Activities
1 - Condense the paragraph of the article about Norman Solomon that begins "Solomon is most widely known" into a short bulleted list that keeps its main facts.
2 - Please quote the article about Norman Solomon word for word from "By Robert Jensen" up to and including "accept progressive change.".

Text section
________________________________________

Robert Jensen : Occupy Congress


Norman Solomon. Image from Nation of Change.

Occupy Congress:
Norman Solomon sees a
role for progressive legislators


By Robert Jensen / The Rag Blog / November 30, 2011

Conventional politics in the United States focuses on elections, while left activists typically argue that political change comes not from electing better politicians but building movements strong enough to force politicians to accept progressive change.

Norman Solomon has concluded it isn’t either/or. A prominent writer and leader in left movements for decades, Solomon is running for Congress in the hopes of being practical and remaining principled.

“Since I first went to a protest at age 14 in 1966 -- a picket line to desegregate an apartment complex -- my outlook on electoral politics has gone through a lot of changes,” Solomon said. “First I thought politics was largely about elections, later I thought politics had very little to do with elections, and now I believe that elections are an important part of the mix.

Solomon argues that when the left has treated elections as irrelevant, the result has been self-marginalization that helps empower the military-industrial complex.

“The view that genuine progressives should leave the electoral field to corporate Democrats and right-wing Republicans no longer makes sense to me. I used to say that having a strong progressive movement was much more important than who was in office, but now I’d say that what we really need is a strong progressive movement AND much better people in office,” he said.

“Having John Conyers, Barbara Lee, Dennis Kucinich, Jim McGovern, Raul Grijalva, Lynn Woolsey in Congress is important. We need more of those sorts of legislators as part of the political landscape.”

The 60-year-old Solomon had been considering such a strategy, and when Woolsey announced she was not running for re-election in her northern California district, he entered the race with the goal of staying true to his left political views, and winning.

“I’m skeptical about election campaigns that abandon principles, but I’m also skeptical about campaigns that have no hope of winning and that are only for protest or public education,” he said. “There are more effective ways to protest and to educate.”

Solomon said that if elected he would strive to change the relationship between social movements and members of Congress.

“Progressive movements and leaders in Congress should be working in tandem,” he said. “I want to strengthen the Congressional Progressive Caucus and help make it more of a force to be reckoned with.”

Solomon said that a reinvigorated Progressive Caucus could be more effective in fighting for the human right of quality healthcare for all; ending the perpetual war of the warfare state, what Martin Luther King Jr. called “the madness of militarism”; pushing back against the power of Wall Street; replacing corporate power with people power

Solomon is most widely known for his media criticism and activism, through his “Media Beat” weekly column that was nationally syndicated and his work with Fairness & Accuracy in Reporting. In 1997 he founded the Institute for Public Accuracy, a national consortium of policy researchers and analysts for which he served as executive director for 13 years.

Solomon became more visible in mainstream media through his trip to Iraq with actor Sean Penn on the eve of the U.S. invasion, part of anti-war efforts to prevent that coming catastrophe. Solomon’s 2005 book, War Made Easy: How Presidents and Pundits Keep Spinning Us to Death, and a companion film drew on his media and political expertise to analyze the war machine. (Full disclosure: I found the book and film so compelling that I brought Solomon to my campus to speak.

________________________________________

Data provided

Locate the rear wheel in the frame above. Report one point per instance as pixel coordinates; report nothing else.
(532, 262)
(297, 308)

________________________________________

Outputs for the tasks
1 -
- Solomon is best known for his media criticism and activism.
- He wrote "Media Beat," a nationally syndicated weekly column.
- He worked with Fairness & Accuracy in Reporting.
- In 1997 he founded the Institute for Public Accuracy, a national consortium of policy researchers and analysts.
- He served as its executive director for 13 years.

2 -
By Robert Jensen / The Rag Blog / November 30, 2011

Conventional politics in the United States focuses on elections, while left activists typically argue that political change comes not from electing better politicians but building movements strong enough to force politicians to accept progressive change.